• _Given entries_:
* Start *

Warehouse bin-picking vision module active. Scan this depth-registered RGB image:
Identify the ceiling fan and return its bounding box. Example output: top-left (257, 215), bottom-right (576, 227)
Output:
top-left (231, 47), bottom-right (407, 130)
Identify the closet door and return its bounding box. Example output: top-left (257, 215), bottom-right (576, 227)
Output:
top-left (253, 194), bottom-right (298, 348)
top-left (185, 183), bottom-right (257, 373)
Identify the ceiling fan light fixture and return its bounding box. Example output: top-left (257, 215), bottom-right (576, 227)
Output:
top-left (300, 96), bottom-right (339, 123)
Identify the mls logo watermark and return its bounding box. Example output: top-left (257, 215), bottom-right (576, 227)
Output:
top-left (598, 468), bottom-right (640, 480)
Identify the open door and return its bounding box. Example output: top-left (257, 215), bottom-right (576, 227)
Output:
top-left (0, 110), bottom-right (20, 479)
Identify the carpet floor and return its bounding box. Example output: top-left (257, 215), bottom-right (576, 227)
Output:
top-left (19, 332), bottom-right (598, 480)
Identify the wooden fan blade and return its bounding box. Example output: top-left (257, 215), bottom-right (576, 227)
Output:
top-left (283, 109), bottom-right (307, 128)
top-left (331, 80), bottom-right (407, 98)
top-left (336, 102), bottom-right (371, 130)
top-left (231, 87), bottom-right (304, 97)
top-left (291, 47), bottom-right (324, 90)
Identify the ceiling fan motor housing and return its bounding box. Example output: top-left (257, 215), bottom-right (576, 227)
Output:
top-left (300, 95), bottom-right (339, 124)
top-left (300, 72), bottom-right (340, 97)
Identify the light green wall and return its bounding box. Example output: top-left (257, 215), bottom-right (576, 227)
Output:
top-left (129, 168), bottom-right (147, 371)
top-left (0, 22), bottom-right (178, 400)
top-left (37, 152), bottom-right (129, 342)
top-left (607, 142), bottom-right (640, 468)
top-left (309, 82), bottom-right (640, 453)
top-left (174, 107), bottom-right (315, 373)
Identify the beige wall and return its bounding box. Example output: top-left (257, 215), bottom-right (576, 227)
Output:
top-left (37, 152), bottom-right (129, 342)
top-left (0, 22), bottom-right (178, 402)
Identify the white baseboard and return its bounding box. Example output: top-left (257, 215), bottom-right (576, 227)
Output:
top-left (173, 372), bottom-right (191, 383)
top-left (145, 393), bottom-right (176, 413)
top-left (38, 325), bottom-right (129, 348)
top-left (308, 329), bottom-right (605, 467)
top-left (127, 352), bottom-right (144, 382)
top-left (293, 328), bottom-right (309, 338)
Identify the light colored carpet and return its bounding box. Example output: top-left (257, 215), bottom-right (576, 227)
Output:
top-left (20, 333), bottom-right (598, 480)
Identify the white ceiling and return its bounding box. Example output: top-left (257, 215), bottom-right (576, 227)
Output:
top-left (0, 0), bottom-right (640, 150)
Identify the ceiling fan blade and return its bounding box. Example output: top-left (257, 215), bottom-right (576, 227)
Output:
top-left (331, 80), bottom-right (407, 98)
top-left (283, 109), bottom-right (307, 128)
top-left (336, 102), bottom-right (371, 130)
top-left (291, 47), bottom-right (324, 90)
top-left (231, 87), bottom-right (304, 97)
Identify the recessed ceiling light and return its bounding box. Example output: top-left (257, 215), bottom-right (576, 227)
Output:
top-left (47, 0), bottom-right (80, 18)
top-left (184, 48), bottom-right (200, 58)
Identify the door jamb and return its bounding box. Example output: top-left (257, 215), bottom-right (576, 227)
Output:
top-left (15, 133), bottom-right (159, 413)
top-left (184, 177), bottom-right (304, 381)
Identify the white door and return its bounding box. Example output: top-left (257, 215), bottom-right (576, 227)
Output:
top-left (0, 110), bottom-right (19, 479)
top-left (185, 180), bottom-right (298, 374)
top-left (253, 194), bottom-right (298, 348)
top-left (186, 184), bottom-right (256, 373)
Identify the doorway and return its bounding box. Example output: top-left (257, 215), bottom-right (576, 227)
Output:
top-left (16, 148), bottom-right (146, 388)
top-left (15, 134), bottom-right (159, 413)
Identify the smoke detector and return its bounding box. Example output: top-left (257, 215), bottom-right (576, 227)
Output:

* End *

• _Task requirements_: Please rewrite every item above, replacing "Example output" with "Sample output" and changing nothing else.

• _Output for this exercise_:
Warehouse bin-picking vision module active. Scan this depth-registered RGB image:
Identify the ceiling fan and return its bounding box. Sample output: top-left (257, 215), bottom-right (576, 227)
Output:
top-left (231, 47), bottom-right (407, 130)
Identify the closet door and return its bounding box. Sample output: top-left (257, 215), bottom-right (576, 227)
Output:
top-left (253, 194), bottom-right (298, 348)
top-left (185, 183), bottom-right (257, 373)
Identify the ceiling fan light fixture and return its bounding box. Sample output: top-left (257, 215), bottom-right (576, 227)
Output:
top-left (300, 96), bottom-right (339, 123)
Identify the mls logo watermark and return its bounding box. Sample output: top-left (257, 215), bottom-right (576, 227)
Output:
top-left (598, 468), bottom-right (640, 480)
Identify the open door and return its bounding box. Sample output: top-left (257, 215), bottom-right (576, 227)
Output:
top-left (0, 110), bottom-right (20, 479)
Identify the carpet floor and return its bounding box. Sample output: top-left (257, 215), bottom-right (576, 227)
Output:
top-left (19, 332), bottom-right (598, 480)
Identify the wooden fan blade and return its bounding box. Sample output: top-left (257, 215), bottom-right (576, 227)
Output:
top-left (283, 109), bottom-right (307, 128)
top-left (331, 80), bottom-right (407, 98)
top-left (336, 102), bottom-right (371, 130)
top-left (231, 87), bottom-right (304, 97)
top-left (291, 47), bottom-right (324, 90)
Identify the ceiling fan motor housing and return its bounding box. Sample output: top-left (257, 215), bottom-right (576, 227)
Output:
top-left (300, 95), bottom-right (339, 124)
top-left (300, 72), bottom-right (340, 97)
Identify the light green wall and return its bounding box. Sample output: top-left (257, 215), bottom-right (576, 227)
Output:
top-left (129, 168), bottom-right (147, 371)
top-left (0, 22), bottom-right (178, 400)
top-left (37, 152), bottom-right (129, 342)
top-left (607, 142), bottom-right (640, 468)
top-left (309, 82), bottom-right (640, 453)
top-left (174, 107), bottom-right (315, 373)
Identify the beige wall and return its bounding box. Sample output: top-left (257, 215), bottom-right (576, 227)
Output:
top-left (37, 152), bottom-right (129, 342)
top-left (0, 22), bottom-right (178, 402)
Identify the white baseboard and return its bounding box. Sample output: top-left (257, 215), bottom-right (576, 227)
Output:
top-left (173, 372), bottom-right (191, 383)
top-left (145, 393), bottom-right (176, 413)
top-left (38, 325), bottom-right (129, 348)
top-left (308, 329), bottom-right (605, 467)
top-left (127, 352), bottom-right (144, 382)
top-left (293, 328), bottom-right (309, 338)
Identify the light colored carpet and return its bounding box. Sample output: top-left (257, 215), bottom-right (576, 227)
Output:
top-left (20, 333), bottom-right (598, 480)
Identify the white ceiling and return its bounding box. Sample output: top-left (257, 215), bottom-right (576, 227)
Output:
top-left (0, 0), bottom-right (640, 150)
Identify the ceiling fan blade and return its bounding box. Sample output: top-left (257, 215), bottom-right (576, 227)
Output:
top-left (331, 80), bottom-right (407, 98)
top-left (283, 109), bottom-right (307, 128)
top-left (336, 102), bottom-right (371, 130)
top-left (291, 47), bottom-right (324, 90)
top-left (231, 87), bottom-right (304, 97)
Identify the recessed ceiling light and return its bounding box. Sample output: top-left (257, 215), bottom-right (576, 227)
Output:
top-left (47, 0), bottom-right (80, 18)
top-left (184, 48), bottom-right (200, 58)
Identify the door jamb and return its bounding box. Sample output: top-left (257, 215), bottom-right (576, 227)
Output:
top-left (15, 133), bottom-right (159, 413)
top-left (184, 177), bottom-right (304, 381)
Identify the white door and return its bounding box. Sample output: top-left (257, 215), bottom-right (576, 227)
Output:
top-left (0, 110), bottom-right (19, 479)
top-left (185, 180), bottom-right (298, 374)
top-left (253, 194), bottom-right (298, 348)
top-left (186, 184), bottom-right (256, 373)
Identify the doorway and return its bounding box. Sample output: top-left (257, 215), bottom-right (576, 227)
Output:
top-left (16, 148), bottom-right (146, 388)
top-left (15, 134), bottom-right (159, 413)
Identify the smoke detector and return its bounding box. Sample output: top-left (257, 215), bottom-right (576, 227)
Output:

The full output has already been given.